RECORD EXCERPTS —
━━━━━━━━━━

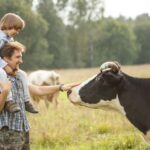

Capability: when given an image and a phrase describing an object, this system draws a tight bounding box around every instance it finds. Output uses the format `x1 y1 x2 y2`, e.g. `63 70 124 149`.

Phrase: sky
104 0 150 19
33 0 150 24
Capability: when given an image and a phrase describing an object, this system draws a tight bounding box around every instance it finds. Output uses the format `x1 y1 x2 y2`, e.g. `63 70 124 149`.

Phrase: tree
94 19 140 65
0 0 53 70
65 0 104 67
134 14 150 64
37 0 72 68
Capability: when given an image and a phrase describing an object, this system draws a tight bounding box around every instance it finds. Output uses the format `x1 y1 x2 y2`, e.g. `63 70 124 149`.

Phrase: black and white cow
68 61 150 144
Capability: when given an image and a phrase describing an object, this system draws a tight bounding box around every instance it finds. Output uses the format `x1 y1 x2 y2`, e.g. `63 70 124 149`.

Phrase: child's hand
0 80 11 91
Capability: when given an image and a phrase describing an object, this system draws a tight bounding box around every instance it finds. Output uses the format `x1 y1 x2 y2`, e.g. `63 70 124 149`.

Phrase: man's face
4 50 23 74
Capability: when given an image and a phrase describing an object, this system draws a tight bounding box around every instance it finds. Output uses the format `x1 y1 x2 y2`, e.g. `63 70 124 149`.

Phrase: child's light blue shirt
0 30 14 68
0 30 14 49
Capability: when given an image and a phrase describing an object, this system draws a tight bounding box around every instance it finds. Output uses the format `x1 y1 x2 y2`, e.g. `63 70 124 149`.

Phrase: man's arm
19 70 80 96
29 84 60 96
28 82 80 96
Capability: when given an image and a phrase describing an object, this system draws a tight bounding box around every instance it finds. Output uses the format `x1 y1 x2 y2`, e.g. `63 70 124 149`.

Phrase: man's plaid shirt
0 74 30 132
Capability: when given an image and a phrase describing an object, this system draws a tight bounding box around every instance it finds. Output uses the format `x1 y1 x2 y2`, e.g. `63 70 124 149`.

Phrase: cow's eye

━━━━━━━━━━

EXERCISE AIM — Excluding the pictures, output every entry above without alteration.

ANSWER SPACE —
Capability: when given an image and a phrase describing an object, this system draws a tight bounding box around every instance it finds. Output uses the format `x1 y1 x2 y2`, e.g. `63 70 124 149`.

Phrase: sky
104 0 150 19
33 0 150 24
Capability: when given an image and a phrase describing an object, this system draws a tight bounding box around every instance it finds. Output uses the format `x1 y1 x2 y2`, e.g. `63 70 124 149`.

Phrase: tree
94 19 140 65
0 0 53 70
65 0 104 67
134 14 150 64
37 0 72 68
Capability: when given an image and a phrase describing an object, this system draws a tight bounding box around every instance it finds. Output uses the format `x1 y1 x2 y2`, e.g. `63 70 124 149`.

Phrase: black and white cow
68 61 150 144
Capability: when given an image and a phrase describing an object, this system draws a tight bounding box around every instance it finds. Output uses the format `x1 y1 x2 y2`, e.g. `63 70 124 149`.

Phrase: child's hand
0 80 11 91
Capability: when given an image and a phrase describing an object, this system draws a tight bounding box around every instance it finds. Output uses the format `x1 y1 x2 y2`, e.g. `63 70 124 149`.

Phrase: man's face
4 50 23 74
Capability: when given an image and a phrase describing an object, this system draws a tight bounding box around every instance it finds. Output uses the format `x1 y1 x2 y2`, e.g. `63 70 124 149`.

Phrase: child's light blue shirt
0 30 14 68
0 30 14 49
Capability: when given an image and a phrase describing an object, this system draws a tight bounding box around every instance it finds. Output uses the format `x1 y1 x2 y2`, e.g. `63 70 124 149`.

Phrase: man's arm
19 70 80 96
29 84 60 96
28 82 80 96
Capability: when given an image and a phrase describing an object, this system draws a tight bounding box around every instance it finds. Output uses the format `x1 y1 x2 y2`, e.g. `63 70 124 149`.

Phrase: man's plaid shirt
0 74 30 132
Capability: when given an image and a phrase describing an object, this system draws a tight bounding box around every instance it finds. Output uses the format `x1 y1 x2 y2`, e.g. `63 70 124 149`.

Phrase: cow's eye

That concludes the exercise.